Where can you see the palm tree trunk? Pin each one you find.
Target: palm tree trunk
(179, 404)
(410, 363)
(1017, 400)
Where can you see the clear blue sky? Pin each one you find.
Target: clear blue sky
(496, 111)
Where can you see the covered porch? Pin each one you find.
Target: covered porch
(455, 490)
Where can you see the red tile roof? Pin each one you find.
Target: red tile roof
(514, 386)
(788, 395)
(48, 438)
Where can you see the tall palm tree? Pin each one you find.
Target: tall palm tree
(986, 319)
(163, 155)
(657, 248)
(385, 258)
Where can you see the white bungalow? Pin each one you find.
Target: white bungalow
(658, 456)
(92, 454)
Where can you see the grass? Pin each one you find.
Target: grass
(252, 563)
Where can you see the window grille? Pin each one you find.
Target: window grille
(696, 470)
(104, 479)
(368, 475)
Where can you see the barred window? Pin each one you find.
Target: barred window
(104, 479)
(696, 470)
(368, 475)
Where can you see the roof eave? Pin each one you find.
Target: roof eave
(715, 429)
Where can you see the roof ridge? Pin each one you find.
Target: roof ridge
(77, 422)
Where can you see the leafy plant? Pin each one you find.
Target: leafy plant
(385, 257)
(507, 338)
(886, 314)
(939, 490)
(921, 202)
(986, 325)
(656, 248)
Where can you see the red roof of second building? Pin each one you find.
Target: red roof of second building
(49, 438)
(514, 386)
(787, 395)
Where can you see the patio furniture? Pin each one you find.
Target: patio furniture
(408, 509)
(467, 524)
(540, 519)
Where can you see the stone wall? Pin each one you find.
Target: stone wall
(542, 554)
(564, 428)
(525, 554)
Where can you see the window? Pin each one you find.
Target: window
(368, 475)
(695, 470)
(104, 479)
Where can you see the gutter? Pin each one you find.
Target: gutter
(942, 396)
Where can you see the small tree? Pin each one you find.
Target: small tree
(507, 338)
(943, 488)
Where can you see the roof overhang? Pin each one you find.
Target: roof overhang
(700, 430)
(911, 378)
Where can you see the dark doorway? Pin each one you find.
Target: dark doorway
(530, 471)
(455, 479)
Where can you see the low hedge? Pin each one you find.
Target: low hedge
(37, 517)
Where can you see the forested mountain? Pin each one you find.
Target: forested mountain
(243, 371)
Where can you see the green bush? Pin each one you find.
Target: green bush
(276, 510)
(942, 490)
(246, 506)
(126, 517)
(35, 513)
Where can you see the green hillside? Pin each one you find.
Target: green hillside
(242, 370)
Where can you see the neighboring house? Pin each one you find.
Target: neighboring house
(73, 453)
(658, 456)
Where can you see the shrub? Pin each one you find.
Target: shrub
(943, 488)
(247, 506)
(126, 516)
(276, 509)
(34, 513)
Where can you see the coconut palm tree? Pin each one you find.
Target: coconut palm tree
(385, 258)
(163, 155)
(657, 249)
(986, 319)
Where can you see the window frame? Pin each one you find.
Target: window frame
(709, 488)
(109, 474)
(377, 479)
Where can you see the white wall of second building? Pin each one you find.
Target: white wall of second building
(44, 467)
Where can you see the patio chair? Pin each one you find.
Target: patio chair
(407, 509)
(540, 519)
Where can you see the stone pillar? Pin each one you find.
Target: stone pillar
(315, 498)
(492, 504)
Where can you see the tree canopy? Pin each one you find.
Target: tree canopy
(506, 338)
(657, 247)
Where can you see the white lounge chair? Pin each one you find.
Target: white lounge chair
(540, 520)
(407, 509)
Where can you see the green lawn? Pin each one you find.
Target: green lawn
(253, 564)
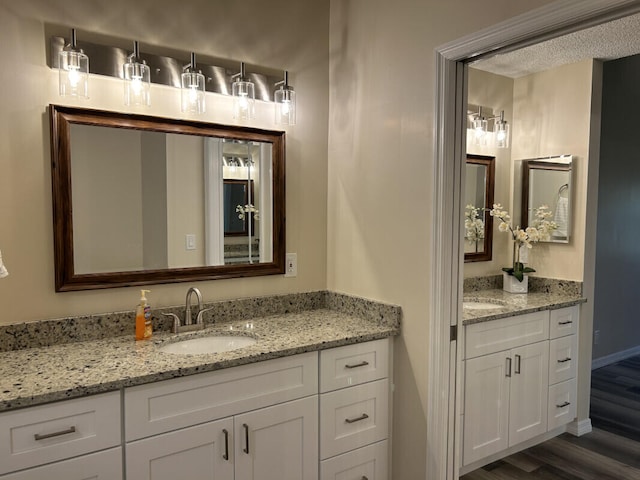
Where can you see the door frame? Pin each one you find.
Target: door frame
(550, 21)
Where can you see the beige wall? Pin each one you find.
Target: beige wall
(380, 174)
(552, 114)
(238, 30)
(495, 92)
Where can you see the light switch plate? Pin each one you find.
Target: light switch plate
(291, 267)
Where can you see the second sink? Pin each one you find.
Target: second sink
(204, 345)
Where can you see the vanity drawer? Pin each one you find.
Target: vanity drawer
(505, 333)
(105, 465)
(369, 462)
(181, 402)
(353, 364)
(48, 433)
(562, 403)
(353, 417)
(564, 321)
(563, 358)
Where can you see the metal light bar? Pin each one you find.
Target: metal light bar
(107, 60)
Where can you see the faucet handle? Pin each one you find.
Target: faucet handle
(199, 319)
(176, 321)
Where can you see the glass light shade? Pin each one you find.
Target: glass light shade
(285, 103)
(137, 83)
(73, 73)
(480, 131)
(502, 134)
(243, 100)
(193, 92)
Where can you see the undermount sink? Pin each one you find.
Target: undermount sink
(482, 304)
(210, 344)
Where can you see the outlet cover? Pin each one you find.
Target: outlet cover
(291, 266)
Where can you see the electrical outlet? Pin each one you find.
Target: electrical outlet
(291, 267)
(190, 241)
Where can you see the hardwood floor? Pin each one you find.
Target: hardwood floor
(615, 398)
(599, 455)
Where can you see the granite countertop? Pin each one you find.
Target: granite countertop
(510, 304)
(40, 375)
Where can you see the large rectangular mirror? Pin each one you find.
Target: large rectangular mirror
(140, 199)
(478, 198)
(547, 182)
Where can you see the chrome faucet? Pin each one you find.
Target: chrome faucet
(188, 319)
(189, 325)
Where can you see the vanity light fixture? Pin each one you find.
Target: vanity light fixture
(501, 131)
(285, 102)
(192, 93)
(479, 126)
(137, 80)
(73, 70)
(243, 92)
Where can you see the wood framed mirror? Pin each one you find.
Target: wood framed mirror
(139, 199)
(547, 181)
(478, 197)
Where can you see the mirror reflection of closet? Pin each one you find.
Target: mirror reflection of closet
(478, 198)
(547, 182)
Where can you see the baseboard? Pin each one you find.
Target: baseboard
(614, 357)
(579, 428)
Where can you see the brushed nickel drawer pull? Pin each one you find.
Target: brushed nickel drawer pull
(246, 438)
(364, 416)
(226, 444)
(69, 430)
(364, 363)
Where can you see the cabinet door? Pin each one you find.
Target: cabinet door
(279, 442)
(486, 406)
(203, 452)
(529, 392)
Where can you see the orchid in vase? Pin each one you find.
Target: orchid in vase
(540, 229)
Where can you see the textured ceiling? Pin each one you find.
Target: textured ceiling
(616, 39)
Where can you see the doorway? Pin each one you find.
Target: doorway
(444, 377)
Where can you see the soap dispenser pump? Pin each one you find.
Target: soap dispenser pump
(143, 318)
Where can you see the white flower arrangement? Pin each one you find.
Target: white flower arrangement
(540, 229)
(243, 210)
(473, 224)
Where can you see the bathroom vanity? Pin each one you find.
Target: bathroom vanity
(520, 362)
(310, 399)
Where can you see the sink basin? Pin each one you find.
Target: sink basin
(211, 344)
(482, 304)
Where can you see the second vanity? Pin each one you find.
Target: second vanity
(310, 399)
(520, 365)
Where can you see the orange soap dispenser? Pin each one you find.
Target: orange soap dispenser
(143, 318)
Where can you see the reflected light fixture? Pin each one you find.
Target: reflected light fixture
(501, 131)
(285, 102)
(243, 92)
(192, 94)
(73, 70)
(479, 126)
(137, 80)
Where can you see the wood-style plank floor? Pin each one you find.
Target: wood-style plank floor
(615, 398)
(599, 455)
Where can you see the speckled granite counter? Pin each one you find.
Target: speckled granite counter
(39, 375)
(510, 304)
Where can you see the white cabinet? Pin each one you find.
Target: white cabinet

● ● ●

In the copy, include no pictures; restate the listing above exactly.

Where can you see the palm tree trunk? Pin each one you find.
Target: palm tree trunk
(179, 404)
(410, 363)
(1017, 400)
Where can you see the clear blue sky? Pin each one you find.
Target: clear blue sky
(496, 111)
Where can you see the covered porch? Pin each one you find.
Target: covered porch
(455, 490)
Where can you see the red tile roof? Pin each one you find.
Target: red tile roof
(514, 386)
(788, 395)
(48, 438)
Where can you see the tall palm tree? Pin each one you find.
Target: tall palm tree
(986, 319)
(163, 155)
(657, 248)
(385, 258)
Where can you see the white bungalow? Pin each one you find.
Target: white bungalow
(658, 456)
(92, 454)
Where can you see the grass? Pin each one you find.
Target: grass
(252, 563)
Where can you see the window grille? Pin each one you find.
Target: window grille
(696, 470)
(104, 479)
(368, 475)
Where can you see the barred window? Pin each one you find.
Target: barred window
(104, 479)
(696, 470)
(368, 475)
Where can you see the roof eave? Pin each one you find.
Target: roof eave
(715, 429)
Where can you see the roof ridge? Pin each one you find.
Target: roof ridge
(77, 422)
Where can you see the leafy plant? Pin each one you find.
Target: leafy plant
(385, 257)
(507, 338)
(886, 314)
(939, 490)
(921, 202)
(986, 325)
(656, 248)
Where can you see the red roof of second building? Pin each one you find.
Target: red roof of second building
(49, 438)
(514, 386)
(787, 395)
Where can you see the patio furniture? Pin each one you find.
Target: patio furniture
(408, 509)
(467, 524)
(540, 519)
Where can you see the stone wall? Pin each one you find.
Target: stone wall
(542, 554)
(564, 428)
(525, 554)
Where can you see the window? Pin each one you find.
Target: window
(368, 475)
(695, 470)
(104, 479)
Where can you see the gutter? Pin each one you find.
Target: gutter
(942, 396)
Where can you see the small tree? Pin each one you find.
Target: small tree
(507, 338)
(943, 488)
Where can you see the roof overhang? Pin each one you find.
Target: roof overhang
(700, 430)
(911, 378)
Where can you see the dark doorway? Pin each one you find.
Target: dark doorway
(530, 471)
(455, 479)
Where can you see the low hedge? Pin each one you find.
Target: low hedge
(37, 517)
Where can you see the forested mountain? Pin each one you find.
Target: forested mountain
(243, 371)
Where can you see the green bush? Pin each one you find.
Target: green bush
(276, 510)
(942, 490)
(246, 506)
(126, 517)
(35, 513)
Where can you see the green hillside? Pin each one you find.
Target: green hillside
(242, 370)
Where can you see the neighboring house? Pin each one you find.
Target: neighboring house
(73, 453)
(658, 456)
Where can you see the shrub? Pin each one you find.
Target: shrub
(943, 488)
(247, 506)
(126, 516)
(276, 509)
(34, 513)
Where can you see the coconut palm tree? Pin each one you find.
Target: coconut palm tree
(385, 258)
(163, 155)
(657, 249)
(986, 319)
Where can you see the window frame? Pin each one you find.
Target: window frame
(709, 488)
(109, 474)
(377, 479)
Where can you see the white wall of second building? Pin each one you find.
Target: white wall of second building
(44, 467)
Where can you see the patio chair? Pin each one you find.
Target: patio chair
(407, 509)
(540, 519)
Where can you see the stone pillar? Pin each one you find.
Target: stone pillar
(315, 498)
(492, 504)
Where can you see the tree canopy? Pin each one you find.
Target: tree canopy
(506, 338)
(657, 247)
Where can you see the white lounge chair? Pin each one you find.
Target: white lounge chair
(540, 520)
(407, 509)
Where can you see the green lawn? Pin each one you find.
Target: green lawn
(253, 564)
Where can you see the door frame? Pin each one you find.
Target: door frame
(550, 21)
Where can you see the beige wall? Pin each one you find.
Target: beige wall
(380, 174)
(552, 114)
(238, 30)
(495, 92)
Where can you see the light switch plate? Pin each one you find.
Target: light switch plate
(291, 267)
Where can you see the second sink? Pin each one you find.
Target: second sink
(204, 345)
Where can you see the vanity drawer? Pin each one you find.
Target: vanity drawer
(505, 333)
(105, 465)
(369, 462)
(181, 402)
(353, 364)
(48, 433)
(562, 403)
(353, 417)
(564, 321)
(563, 358)
Where can you see the metal light bar? Pin each one you find.
Target: metal light bar
(107, 60)
Where can you see the faucet handle? Pin each one you find.
Target: faucet handle
(199, 319)
(176, 321)
Where can you see the glass light shade? Pin each one you find.
Target: glass light shade
(285, 103)
(137, 83)
(73, 73)
(480, 131)
(502, 134)
(243, 100)
(193, 92)
Where can you see the undermount sink? Pin each one you find.
Target: undermount sink
(482, 304)
(210, 344)
Where can you see the outlet cover? Pin each one you find.
Target: outlet cover
(291, 266)
Where can you see the electrical outlet? Pin each one you find.
Target: electrical outlet
(291, 267)
(190, 241)
Where can you see the hardwood floor? Pin each one you find.
Target: hardwood floor
(615, 398)
(599, 455)
Where can you see the granite countertop? Pin each one you find.
Target: granite countertop
(510, 304)
(40, 375)
Where can you see the large rectangular mirror? Pin each one you find.
Target: large rectangular mirror
(140, 199)
(478, 198)
(547, 182)
Where can you see the chrome faucet? Pin each one you find.
Target: chrome faucet
(188, 319)
(189, 325)
Where can you see the vanity light fixture? Pin each one you find.
Target: vanity light fixture
(501, 131)
(285, 102)
(192, 93)
(479, 126)
(137, 80)
(73, 70)
(243, 92)
Where can you see the wood framed mirror? Pin each one you find.
Target: wood framed mirror
(139, 199)
(547, 181)
(478, 197)
Where can you see the mirror reflection of closet? Pin each one you find.
Target: mirror reflection of closet
(478, 198)
(547, 182)
Where can you see the baseboard? Pin each one you find.
Target: baseboard
(614, 357)
(579, 428)
Where can you see the brushed nickel drawer pull? Pin each one you find.
Target: brushed nickel drawer pull
(246, 438)
(364, 416)
(226, 444)
(69, 430)
(364, 363)
Where can you see the cabinet door? Pin each one you find.
Target: cabinet door
(279, 442)
(486, 406)
(203, 452)
(529, 392)
Where can you see the orchid in vase? Pin each one you find.
Target: orchid in vase
(540, 229)
Where can you see the textured ceiling? Pin each one you find.
Target: textured ceiling
(616, 39)
Where can you see the doorway? Pin each one you find.
Target: doorway
(444, 377)
Where can you see the soap dispenser pump? Pin each one you find.
Target: soap dispenser pump
(143, 318)
Where can you see the white flower arrangement? Pin each one you find.
Target: white flower arrangement
(540, 229)
(243, 210)
(473, 224)
Where can you see the bathroom vanity? Pin each one you find.
Target: bathroom vanity
(520, 362)
(310, 399)
Where can you see the sink basin? Pin each one you find.
Target: sink basin
(211, 344)
(482, 304)
Where can you see the second vanity? Pin each one you find.
Target: second vanity
(310, 399)
(520, 365)
Where can you see the orange soap dispenser? Pin each one you find.
Target: orange soap dispenser
(143, 318)
Where can you see the reflected light fixture? Pin each one you find.
Target: reflected light fixture
(501, 131)
(285, 102)
(243, 92)
(192, 94)
(73, 70)
(479, 126)
(137, 80)
Where can you see the wood-style plank floor? Pin each one you find.
Target: wood-style plank floor
(615, 398)
(599, 455)
Where can you see the speckled granite counter? Pin each one you find.
Target: speckled granite counter
(39, 375)
(510, 304)
Where can you see the white cabinet? Pin each one you find.
Target: white cabinet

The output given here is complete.